■ Given exercise
Reproduce the rows verbatim from their start through the line containing "POLYGON ((165 38, 202", inclusive, omitting the pictures.

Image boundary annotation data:
________________________________________

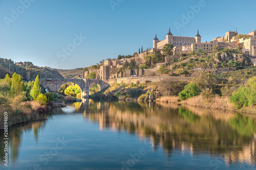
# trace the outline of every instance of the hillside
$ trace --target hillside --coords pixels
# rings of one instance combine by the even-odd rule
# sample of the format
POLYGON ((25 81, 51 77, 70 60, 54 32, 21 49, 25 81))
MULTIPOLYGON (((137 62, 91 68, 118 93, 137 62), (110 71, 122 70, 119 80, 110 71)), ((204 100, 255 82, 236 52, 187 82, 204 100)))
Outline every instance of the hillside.
POLYGON ((65 79, 72 79, 82 74, 82 68, 72 69, 54 69, 54 70, 59 72, 65 79))
POLYGON ((14 63, 11 59, 7 59, 0 58, 0 78, 4 78, 7 73, 16 72, 22 75, 24 79, 26 78, 26 67, 30 69, 30 78, 35 79, 38 74, 40 78, 51 78, 51 79, 61 79, 63 77, 57 71, 47 67, 39 67, 35 66, 31 62, 19 62, 14 63), (8 72, 9 69, 9 64, 10 71, 8 72))

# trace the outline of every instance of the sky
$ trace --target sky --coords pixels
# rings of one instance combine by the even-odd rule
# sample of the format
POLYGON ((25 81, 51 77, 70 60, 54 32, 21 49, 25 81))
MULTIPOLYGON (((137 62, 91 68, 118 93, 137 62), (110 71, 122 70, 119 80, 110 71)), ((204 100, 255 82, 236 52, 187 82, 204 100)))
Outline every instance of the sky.
POLYGON ((165 38, 202 42, 256 30, 255 0, 0 0, 0 57, 39 66, 88 67, 165 38))

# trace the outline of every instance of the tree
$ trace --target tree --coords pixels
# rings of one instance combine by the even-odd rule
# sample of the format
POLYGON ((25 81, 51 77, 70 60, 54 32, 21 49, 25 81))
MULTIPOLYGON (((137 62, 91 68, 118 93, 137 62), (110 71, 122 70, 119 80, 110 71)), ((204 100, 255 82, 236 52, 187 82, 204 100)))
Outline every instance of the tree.
POLYGON ((155 56, 154 58, 154 64, 162 63, 164 62, 164 57, 162 55, 160 51, 155 51, 155 56))
POLYGON ((122 56, 121 55, 118 55, 118 56, 117 56, 117 59, 118 60, 121 60, 122 59, 122 56))
POLYGON ((128 61, 127 61, 127 60, 125 60, 124 64, 123 64, 123 67, 127 68, 129 66, 129 63, 128 62, 128 61))
POLYGON ((136 66, 136 62, 135 61, 135 60, 133 59, 131 60, 131 62, 130 62, 129 64, 130 69, 134 69, 135 68, 136 66))
POLYGON ((86 78, 88 79, 95 79, 95 72, 93 71, 89 73, 86 76, 86 78))
POLYGON ((238 35, 237 35, 237 37, 238 37, 238 39, 250 38, 250 36, 248 36, 248 35, 247 35, 246 34, 238 34, 238 35))
POLYGON ((14 98, 17 95, 21 95, 23 91, 23 82, 22 80, 20 75, 17 75, 16 72, 14 72, 12 76, 10 95, 12 98, 14 98))
POLYGON ((183 100, 189 99, 191 97, 200 94, 200 90, 196 84, 189 83, 187 84, 183 90, 179 93, 180 100, 182 101, 183 100))
POLYGON ((5 78, 3 79, 2 82, 3 83, 6 83, 7 84, 9 85, 10 87, 11 87, 11 85, 12 84, 12 80, 8 74, 6 74, 5 75, 5 78))
POLYGON ((40 85, 39 84, 39 75, 36 76, 35 81, 34 82, 34 86, 33 89, 31 91, 32 97, 33 100, 35 101, 36 98, 38 96, 40 93, 40 85))
POLYGON ((154 56, 152 54, 150 54, 144 56, 144 60, 146 61, 146 65, 147 67, 150 67, 151 66, 152 60, 154 59, 154 56))
POLYGON ((26 82, 23 84, 23 90, 26 92, 26 96, 27 100, 31 100, 32 96, 31 95, 30 91, 33 88, 34 81, 26 82))
POLYGON ((97 69, 97 65, 93 65, 92 66, 92 69, 97 69))
POLYGON ((163 51, 163 54, 165 56, 172 56, 173 55, 173 48, 174 48, 174 46, 170 43, 168 43, 164 44, 163 51))
POLYGON ((84 72, 84 71, 88 71, 89 69, 89 68, 88 68, 88 67, 84 67, 84 68, 83 68, 82 69, 82 71, 83 72, 84 72))
POLYGON ((47 97, 45 94, 40 93, 36 98, 36 101, 40 103, 40 105, 45 106, 47 103, 47 97))
POLYGON ((196 84, 200 88, 211 88, 212 83, 215 82, 212 76, 204 70, 195 72, 191 80, 191 83, 196 84))

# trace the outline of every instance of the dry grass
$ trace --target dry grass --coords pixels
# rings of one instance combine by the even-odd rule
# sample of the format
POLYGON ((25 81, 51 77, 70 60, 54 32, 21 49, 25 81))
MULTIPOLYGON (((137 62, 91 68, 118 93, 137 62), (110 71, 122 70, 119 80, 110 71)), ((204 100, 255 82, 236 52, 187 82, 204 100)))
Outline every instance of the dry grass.
POLYGON ((208 103, 204 101, 202 99, 201 95, 199 95, 182 101, 181 103, 207 108, 229 110, 234 110, 234 105, 232 104, 229 103, 229 98, 228 96, 221 98, 218 95, 216 95, 210 99, 209 102, 208 103))
POLYGON ((71 95, 67 95, 64 98, 64 100, 66 102, 73 102, 75 101, 75 98, 71 95))
POLYGON ((179 97, 176 96, 163 96, 156 99, 157 102, 177 103, 179 101, 179 97))
POLYGON ((40 104, 38 102, 35 101, 30 102, 30 103, 32 106, 32 109, 33 110, 38 110, 38 108, 40 107, 40 106, 41 106, 41 105, 40 105, 40 104))

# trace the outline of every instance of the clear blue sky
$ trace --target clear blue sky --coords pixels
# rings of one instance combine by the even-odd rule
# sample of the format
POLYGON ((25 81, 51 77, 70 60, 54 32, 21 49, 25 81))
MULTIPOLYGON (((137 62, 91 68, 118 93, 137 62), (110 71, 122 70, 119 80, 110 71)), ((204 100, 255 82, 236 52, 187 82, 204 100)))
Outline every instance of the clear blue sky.
POLYGON ((156 32, 161 40, 169 27, 174 36, 192 37, 198 28, 203 42, 236 27, 240 34, 256 29, 254 0, 205 0, 195 15, 190 6, 200 1, 28 1, 0 0, 0 57, 56 68, 84 67, 152 47, 156 32), (190 18, 178 29, 182 14, 190 18), (86 39, 74 43, 76 34, 86 39))

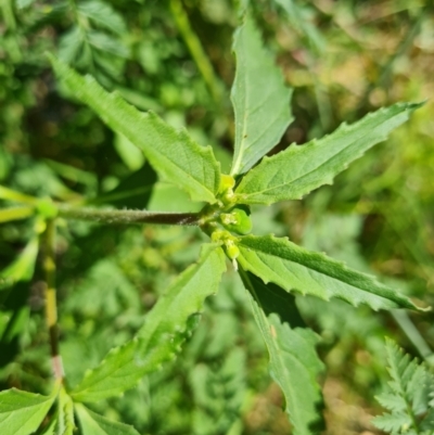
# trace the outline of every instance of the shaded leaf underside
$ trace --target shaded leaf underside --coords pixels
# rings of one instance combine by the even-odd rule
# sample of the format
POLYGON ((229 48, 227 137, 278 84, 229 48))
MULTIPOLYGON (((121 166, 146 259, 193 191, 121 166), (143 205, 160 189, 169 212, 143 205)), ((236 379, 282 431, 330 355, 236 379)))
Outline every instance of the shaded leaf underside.
POLYGON ((77 401, 97 401, 119 395, 173 359, 195 324, 194 315, 202 309, 205 298, 217 292, 225 270, 221 247, 203 245, 199 261, 186 269, 158 299, 136 337, 112 349, 99 367, 85 375, 72 397, 77 401))
POLYGON ((286 291, 329 300, 337 297, 373 309, 417 308, 411 300, 366 273, 321 253, 305 250, 288 239, 246 235, 237 242, 238 261, 245 269, 286 291))
MULTIPOLYGON (((252 296, 255 320, 270 356, 270 373, 281 387, 285 410, 294 435, 317 434, 323 428, 322 395, 317 382, 323 364, 315 350, 317 336, 305 328, 291 328, 296 307, 293 297, 275 284, 264 284, 251 273, 241 271, 252 296), (271 308, 275 307, 275 308, 271 308), (292 311, 292 316, 279 312, 292 311)), ((299 315, 295 316, 298 318, 299 315)))

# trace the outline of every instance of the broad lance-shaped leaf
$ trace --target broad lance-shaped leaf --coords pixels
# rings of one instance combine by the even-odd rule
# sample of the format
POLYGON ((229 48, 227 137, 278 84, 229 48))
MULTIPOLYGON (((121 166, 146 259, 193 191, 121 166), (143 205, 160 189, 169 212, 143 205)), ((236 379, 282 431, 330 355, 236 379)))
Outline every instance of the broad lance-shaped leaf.
POLYGON ((264 284, 240 270, 252 296, 255 320, 270 356, 270 373, 282 388, 294 435, 318 434, 323 428, 323 405, 318 375, 323 364, 317 356, 317 335, 301 328, 294 297, 275 284, 264 284))
POLYGON ((238 261, 264 282, 329 300, 339 297, 373 309, 418 309, 410 299, 381 284, 374 277, 357 272, 326 255, 307 251, 285 239, 272 235, 246 235, 237 242, 238 261))
POLYGON ((75 410, 82 435, 139 435, 132 426, 111 421, 80 404, 76 405, 75 410))
POLYGON ((169 286, 136 337, 112 349, 99 367, 74 388, 75 401, 97 401, 133 387, 146 373, 174 359, 195 323, 205 298, 217 292, 226 270, 225 253, 217 244, 203 245, 199 261, 169 286))
POLYGON ((167 181, 186 190, 193 201, 215 203, 220 166, 210 146, 195 143, 153 112, 141 113, 117 93, 106 92, 92 77, 82 77, 49 55, 59 77, 114 131, 124 135, 167 181))
POLYGON ((28 435, 41 424, 50 410, 58 388, 50 396, 7 389, 0 393, 0 434, 28 435))
POLYGON ((370 113, 361 120, 341 125, 333 133, 265 157, 237 188, 239 203, 272 204, 299 200, 333 178, 349 163, 405 123, 421 104, 398 103, 370 113))
POLYGON ((251 18, 234 36, 237 73, 231 100, 235 114, 235 146, 231 175, 246 172, 280 141, 293 120, 292 90, 260 40, 251 18))

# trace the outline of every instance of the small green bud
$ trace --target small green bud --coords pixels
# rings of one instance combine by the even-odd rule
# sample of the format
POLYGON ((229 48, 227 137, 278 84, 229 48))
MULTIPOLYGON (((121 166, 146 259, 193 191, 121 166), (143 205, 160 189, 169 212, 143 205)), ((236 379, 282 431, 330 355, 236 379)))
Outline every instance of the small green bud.
POLYGON ((221 174, 220 187, 218 189, 220 192, 227 192, 228 190, 233 189, 234 185, 235 185, 235 180, 232 176, 227 176, 225 174, 221 174))
POLYGON ((232 260, 237 259, 238 256, 240 255, 240 250, 234 244, 233 240, 227 240, 225 242, 225 245, 226 245, 226 253, 228 254, 228 257, 232 260))
POLYGON ((222 213, 220 222, 237 234, 248 234, 252 231, 252 220, 243 208, 235 207, 230 213, 222 213))
POLYGON ((50 197, 43 197, 38 201, 37 209, 39 215, 46 219, 53 219, 58 216, 58 207, 50 197))

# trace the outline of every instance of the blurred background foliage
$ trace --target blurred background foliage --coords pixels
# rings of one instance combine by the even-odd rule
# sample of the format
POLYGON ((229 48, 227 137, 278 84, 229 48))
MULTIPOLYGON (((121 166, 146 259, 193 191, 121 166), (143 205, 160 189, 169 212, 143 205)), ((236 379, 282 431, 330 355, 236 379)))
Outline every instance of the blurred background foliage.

________________________________________

■ Output for this exercise
# trace the outline of every instance of the hillside
$ trace --target hillside --coords pixels
# rings of one instance combine by the even-odd rule
# sample of the format
POLYGON ((25 81, 51 77, 70 60, 54 32, 21 49, 25 81))
MULTIPOLYGON (((137 62, 91 68, 118 93, 137 62), (110 71, 122 70, 119 80, 110 71)), ((204 100, 255 82, 236 52, 187 82, 204 100)))
Outline every instance of the hillside.
POLYGON ((65 79, 72 79, 82 74, 82 68, 72 69, 54 69, 54 70, 59 72, 65 79))
POLYGON ((14 63, 11 59, 7 59, 0 58, 0 78, 4 78, 7 73, 16 72, 22 75, 24 79, 26 78, 26 67, 30 69, 30 78, 35 79, 38 74, 40 78, 51 78, 51 79, 61 79, 63 77, 57 71, 47 67, 39 67, 35 66, 31 62, 19 62, 14 63), (8 72, 9 69, 9 64, 10 71, 8 72))

# trace the outline of every instance of the sky
$ trace --target sky --coords pixels
# rings of one instance combine by the even-odd rule
# sample of the format
POLYGON ((25 81, 51 77, 70 60, 54 32, 21 49, 25 81))
MULTIPOLYGON (((137 62, 91 68, 118 93, 137 62), (110 71, 122 70, 119 80, 110 71)), ((204 100, 255 82, 236 52, 187 82, 204 100)))
Outline every instance of the sky.
POLYGON ((165 38, 202 42, 256 30, 255 0, 0 0, 0 57, 39 66, 88 67, 165 38))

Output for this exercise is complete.